## What you need to do
Drawing on the debate on poverty reduction in Africa, explain in one to three sentences why the Department's program in Malawi concentrates on primary education.

## Selected text
HC Deb 24 October 2001 vol 373 cc266-8
3. Margaret Moran (Luton, South)

What action her Department is taking to support poverty reduction and development in Africa. [6113]

The Secretary of State for International Development (Clare Short)

Since 1997, we have doubled our spending in Africa and focused our efforts on poverty reduction. On present rates of progress, none of the international development targets will be met in Africa, but significant progress is being made in some countries, which shows that we could do better. To speed up economic growth and poverty reduction across the continent requires a much bigger effort in resolving conflict, dealing with HIV-AIDS and improving the effectiveness of economic management and public: services. There needs to be a crackdown on corruption and more investment. That is what the new Africa initiative and the partnership around that is meant to drive.

Margaret Moran

I thank my right hon. Friend for that reply. As she will be aware, Malawi is one of the poorest nations in Africa. Is she aware that on a visit some years ago, parliamentarians were advised that the lack of education among women, and the lack of sex education in particular, were among the causes of poverty there? Fifty-four per cent. of its population live below the poverty line and 48 per cent. of its children are malnourished. What assistance is this country giving to Malawi to deal with those causes of poverty?

Clare Short

My hon. Friend is right. Malawi is desperately poor. Something approaching 64 per cent. of the population are chronically malnourished. It has few natural resources and is densely populated.

We have a growing programme in Malawi. My hon. Friend the Under-Secretary is to visit Malawi in the next month or so to take our programme forward. We have focused on primary education. All the evidence is clear: if a generation of girls get through school, they bring about profound development effects in their country as they grow up. They have fewer children and those children are more likely to survive, household income rises, the children go to school and receive better health care. We are working on that and on reproductive health care and reducing maternal mortality. I agree with all the points that my hon. Friend makes.

Tony Baldry (Banbury)

Does the Secretary of State agree that we do not need new pledges and agreements? We just need the international community to deliver on existing commitments. The international community promised at Copenhagen in 1995 that there would be universal primary education and a substantial reduction in child mortality by 2015. At present, it is not going to meet any of those targets. What can be done to galvanise it into meeting them?

Clare Short

I agree with the hon. Gentleman. We do not need more and more conferences and meetings across the world. We need to implement what we have already agreed. I am happy to say that the hon. Gentleman is wrong to think that we are not on course to meet any of the targets: we are on course to meet the target of halving the proportion of people living in poverty by 2015, which means 1 billion people making the journey out of extreme poverty between 1990 and 2015. However, there will be more to do because the world population will grow.

## Supplied material
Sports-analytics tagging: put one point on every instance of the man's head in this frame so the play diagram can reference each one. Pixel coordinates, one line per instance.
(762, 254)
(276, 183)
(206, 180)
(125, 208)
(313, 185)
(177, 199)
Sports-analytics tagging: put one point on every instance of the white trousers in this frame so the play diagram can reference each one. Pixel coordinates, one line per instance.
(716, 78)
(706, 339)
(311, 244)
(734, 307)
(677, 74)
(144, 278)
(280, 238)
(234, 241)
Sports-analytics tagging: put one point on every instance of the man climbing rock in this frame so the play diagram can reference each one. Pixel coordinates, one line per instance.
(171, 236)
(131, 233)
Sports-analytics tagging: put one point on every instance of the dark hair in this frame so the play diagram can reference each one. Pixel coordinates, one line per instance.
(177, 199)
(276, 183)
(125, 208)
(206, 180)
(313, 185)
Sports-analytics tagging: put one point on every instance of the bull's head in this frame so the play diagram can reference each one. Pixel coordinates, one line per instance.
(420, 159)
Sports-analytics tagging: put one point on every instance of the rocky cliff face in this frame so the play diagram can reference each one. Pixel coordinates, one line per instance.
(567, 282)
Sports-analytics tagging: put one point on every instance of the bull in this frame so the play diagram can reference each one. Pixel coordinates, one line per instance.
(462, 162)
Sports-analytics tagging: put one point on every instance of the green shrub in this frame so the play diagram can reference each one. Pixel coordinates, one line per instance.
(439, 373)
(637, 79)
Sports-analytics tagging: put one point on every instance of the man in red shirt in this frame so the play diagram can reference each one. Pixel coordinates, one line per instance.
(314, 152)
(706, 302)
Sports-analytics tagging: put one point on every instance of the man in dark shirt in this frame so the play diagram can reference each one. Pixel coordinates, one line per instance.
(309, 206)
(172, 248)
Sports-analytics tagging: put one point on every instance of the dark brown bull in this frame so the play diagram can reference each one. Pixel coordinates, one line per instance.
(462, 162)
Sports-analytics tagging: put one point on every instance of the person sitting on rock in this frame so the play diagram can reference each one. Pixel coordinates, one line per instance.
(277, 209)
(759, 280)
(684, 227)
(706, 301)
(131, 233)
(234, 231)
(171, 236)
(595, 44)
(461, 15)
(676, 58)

## Solved problem
The Secretary of State says the evidence is clear that when a generation of girls gets through school, they bring about profound development effects in their country as they grow up. They have fewer children, and those children are more likely to survive, household income rises, and the children go to school and receive better health care.